§ BRIEF:
Reproduce the entries below in full, word for word.

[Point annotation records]
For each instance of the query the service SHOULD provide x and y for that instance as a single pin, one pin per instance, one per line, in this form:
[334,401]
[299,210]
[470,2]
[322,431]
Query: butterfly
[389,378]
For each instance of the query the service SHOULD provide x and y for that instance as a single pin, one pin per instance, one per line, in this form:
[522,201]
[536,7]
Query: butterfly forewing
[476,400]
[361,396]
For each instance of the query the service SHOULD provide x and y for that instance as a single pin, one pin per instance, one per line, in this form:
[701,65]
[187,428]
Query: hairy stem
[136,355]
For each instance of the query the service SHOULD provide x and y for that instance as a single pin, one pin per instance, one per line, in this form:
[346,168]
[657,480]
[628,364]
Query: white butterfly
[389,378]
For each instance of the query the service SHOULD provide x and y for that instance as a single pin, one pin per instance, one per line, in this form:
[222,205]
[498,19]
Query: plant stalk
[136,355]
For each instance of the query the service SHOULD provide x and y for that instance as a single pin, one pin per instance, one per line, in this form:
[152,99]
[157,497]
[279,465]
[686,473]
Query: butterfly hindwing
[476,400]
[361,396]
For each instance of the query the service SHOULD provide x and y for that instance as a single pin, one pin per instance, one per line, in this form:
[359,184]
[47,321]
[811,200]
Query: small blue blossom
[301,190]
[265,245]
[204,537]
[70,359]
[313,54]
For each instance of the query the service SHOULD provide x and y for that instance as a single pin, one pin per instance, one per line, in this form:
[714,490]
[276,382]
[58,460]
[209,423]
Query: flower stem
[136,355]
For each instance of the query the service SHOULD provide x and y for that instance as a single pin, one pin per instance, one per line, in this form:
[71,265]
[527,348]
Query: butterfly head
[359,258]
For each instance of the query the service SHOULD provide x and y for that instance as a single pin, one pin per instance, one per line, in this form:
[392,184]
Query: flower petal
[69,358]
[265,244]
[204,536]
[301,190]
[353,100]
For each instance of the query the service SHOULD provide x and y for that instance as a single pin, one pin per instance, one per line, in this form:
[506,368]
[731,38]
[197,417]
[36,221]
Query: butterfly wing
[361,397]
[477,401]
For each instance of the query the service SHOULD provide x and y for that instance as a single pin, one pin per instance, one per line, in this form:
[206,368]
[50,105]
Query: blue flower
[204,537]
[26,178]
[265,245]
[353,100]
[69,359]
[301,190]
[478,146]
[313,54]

§ RESPONSE:
For each instance of the query the service SHOULD provide x and y for that instance as a single pin, one pin per instance, one per line, in this form:
[334,401]
[299,210]
[470,2]
[322,431]
Query: butterfly
[389,378]
For each instance of the query the service SHOULD provide x and y for that instance as a single pin, one pin per instance, one per line, in this form:
[522,201]
[536,7]
Query: butterfly forewing
[476,400]
[361,396]
For each instance of the query the service SHOULD provide x and y for that instance as a single pin, one pin per instance, one per line, in this form:
[701,65]
[187,428]
Query: hairy stem
[136,355]
For each instance of the query the service SHOULD provide x and y for that instance as a single pin, one pin per instance, one per line, in this form:
[346,168]
[657,480]
[628,364]
Query: white butterfly
[389,378]
For each instance of the query the service SHOULD provide x and y for that instance as a single pin, one pin per instance, one per line, in this form:
[222,205]
[498,19]
Query: plant stalk
[136,355]
For each instance of the query the service SHOULD provide x and y for that instance as a single pin, one pin per instance, one per line, in this form:
[152,99]
[157,497]
[279,465]
[686,473]
Query: butterfly hindwing
[476,400]
[361,396]
For each instance of the query the service SHOULD provide x and y for that instance as a single pin, one pin per instance, one per line, in this form:
[359,184]
[47,321]
[811,200]
Query: small blue blossom
[301,190]
[265,245]
[204,537]
[70,359]
[313,54]
For each instance of the query the service SHOULD provide x and y for that instance as a single pin, one pin per instance, one per line, in this form:
[714,490]
[276,382]
[58,460]
[209,423]
Query: flower stem
[136,355]
For each instance of the query the service SHOULD provide x and y for that instance as a single pin, one pin per instance, one per line, in this form:
[71,265]
[527,348]
Query: butterfly head
[359,258]
For each instance of the query the service SHOULD provide x and y for that instance as a single pin, one pin per instance, one per line, in this form:
[392,184]
Query: flower petal
[69,358]
[265,244]
[204,536]
[301,190]
[353,100]
For each instance of the query the service SHOULD provide x and y for that instance as a single pin, one pin per instance, one per line, in this form:
[506,368]
[731,38]
[197,417]
[36,221]
Query: butterfly wing
[361,397]
[477,401]
For each instance of the query the service SHOULD provide x and y for that instance as a single pin, one pin per instance, one per line, in this form:
[206,368]
[50,105]
Query: blue flower
[204,537]
[26,178]
[265,245]
[353,100]
[69,359]
[301,190]
[478,146]
[313,54]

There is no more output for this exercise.